Referring expression data
- Opening Delimiter -

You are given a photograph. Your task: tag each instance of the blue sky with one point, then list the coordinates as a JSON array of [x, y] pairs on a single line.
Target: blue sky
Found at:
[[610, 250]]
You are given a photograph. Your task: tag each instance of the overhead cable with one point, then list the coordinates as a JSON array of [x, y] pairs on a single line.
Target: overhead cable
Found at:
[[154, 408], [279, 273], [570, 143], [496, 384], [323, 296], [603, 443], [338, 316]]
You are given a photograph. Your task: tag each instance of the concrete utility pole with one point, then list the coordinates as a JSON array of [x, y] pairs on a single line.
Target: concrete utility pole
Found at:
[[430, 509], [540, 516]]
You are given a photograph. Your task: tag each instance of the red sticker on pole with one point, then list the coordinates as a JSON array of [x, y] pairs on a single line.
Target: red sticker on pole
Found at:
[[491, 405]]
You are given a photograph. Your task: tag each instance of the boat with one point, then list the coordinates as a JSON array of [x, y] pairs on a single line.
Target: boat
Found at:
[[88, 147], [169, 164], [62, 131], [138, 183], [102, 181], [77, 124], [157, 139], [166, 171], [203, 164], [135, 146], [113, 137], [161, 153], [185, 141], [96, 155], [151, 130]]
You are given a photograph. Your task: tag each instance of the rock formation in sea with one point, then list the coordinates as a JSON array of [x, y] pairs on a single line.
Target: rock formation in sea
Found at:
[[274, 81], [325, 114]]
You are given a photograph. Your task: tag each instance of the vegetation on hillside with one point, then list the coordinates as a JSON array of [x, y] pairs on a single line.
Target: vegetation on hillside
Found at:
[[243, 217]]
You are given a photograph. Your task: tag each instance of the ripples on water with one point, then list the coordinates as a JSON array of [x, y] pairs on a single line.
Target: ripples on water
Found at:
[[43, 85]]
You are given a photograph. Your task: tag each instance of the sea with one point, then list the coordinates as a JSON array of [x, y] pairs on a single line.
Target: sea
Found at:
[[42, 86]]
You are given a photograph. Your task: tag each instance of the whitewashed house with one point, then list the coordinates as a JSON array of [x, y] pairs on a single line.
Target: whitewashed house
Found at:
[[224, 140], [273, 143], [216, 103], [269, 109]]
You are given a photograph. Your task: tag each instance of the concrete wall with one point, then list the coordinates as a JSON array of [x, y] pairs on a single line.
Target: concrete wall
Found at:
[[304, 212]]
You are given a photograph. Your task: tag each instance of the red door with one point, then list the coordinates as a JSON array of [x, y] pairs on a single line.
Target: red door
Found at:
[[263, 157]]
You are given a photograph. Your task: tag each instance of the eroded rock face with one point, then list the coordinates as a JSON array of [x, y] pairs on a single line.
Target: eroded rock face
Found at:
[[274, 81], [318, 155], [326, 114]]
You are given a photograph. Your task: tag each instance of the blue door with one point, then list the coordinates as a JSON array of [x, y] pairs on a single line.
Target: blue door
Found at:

- Closing Delimiter -

Activity.
A bare number is required: the count of lines above with the string "rock".

Written answer.
4